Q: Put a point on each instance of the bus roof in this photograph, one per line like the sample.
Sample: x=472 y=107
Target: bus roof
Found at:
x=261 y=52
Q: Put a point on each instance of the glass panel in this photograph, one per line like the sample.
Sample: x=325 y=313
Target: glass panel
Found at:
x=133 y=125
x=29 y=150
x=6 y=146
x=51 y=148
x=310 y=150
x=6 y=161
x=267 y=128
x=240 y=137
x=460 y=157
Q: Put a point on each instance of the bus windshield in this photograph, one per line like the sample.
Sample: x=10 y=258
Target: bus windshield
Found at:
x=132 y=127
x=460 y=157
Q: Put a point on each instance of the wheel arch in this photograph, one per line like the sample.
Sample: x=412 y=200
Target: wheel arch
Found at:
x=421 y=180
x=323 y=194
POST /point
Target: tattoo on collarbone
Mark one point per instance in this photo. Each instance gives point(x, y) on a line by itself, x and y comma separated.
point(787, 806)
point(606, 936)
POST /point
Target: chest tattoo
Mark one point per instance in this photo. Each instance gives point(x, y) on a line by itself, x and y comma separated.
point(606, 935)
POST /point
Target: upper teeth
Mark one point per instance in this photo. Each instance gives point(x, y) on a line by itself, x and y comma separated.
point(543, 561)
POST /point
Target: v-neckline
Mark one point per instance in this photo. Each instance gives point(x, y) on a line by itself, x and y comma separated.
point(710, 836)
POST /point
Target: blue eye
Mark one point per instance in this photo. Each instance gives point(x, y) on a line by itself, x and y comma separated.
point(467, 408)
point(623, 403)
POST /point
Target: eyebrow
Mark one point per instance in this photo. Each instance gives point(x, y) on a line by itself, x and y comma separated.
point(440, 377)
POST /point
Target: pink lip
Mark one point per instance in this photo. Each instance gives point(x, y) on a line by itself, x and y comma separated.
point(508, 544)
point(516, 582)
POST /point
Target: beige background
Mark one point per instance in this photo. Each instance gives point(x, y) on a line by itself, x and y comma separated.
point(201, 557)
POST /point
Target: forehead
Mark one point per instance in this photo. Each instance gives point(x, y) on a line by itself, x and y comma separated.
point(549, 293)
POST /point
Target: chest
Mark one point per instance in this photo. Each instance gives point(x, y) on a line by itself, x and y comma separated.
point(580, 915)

**THE TASK:** Rewrite the part of the records that opens with the line containing "Q: Put a point on each instance of the wheel" and closes with the line containing "point(606, 935)", changing "wheel arch" to "wheel well" and keeping everything else the same. Give only those lines.

**COMPLETED EXERCISE:**
Q: Put a point on each instance of the wheel well in this photograph, one per line like the sample.
Sample: x=412 y=200
Target: wheel well
Found at:
x=421 y=180
x=323 y=194
POST /point
Target: tattoo on collarbone
Mark one point per instance in this photo. Each instance gives point(x, y) on a line by itself, x and y comma separated.
point(787, 806)
point(606, 936)
POST /point
Target: chest tattoo
Mark one point per instance in this photo. Each instance gives point(x, y) on a line by itself, x and y comma separated.
point(606, 935)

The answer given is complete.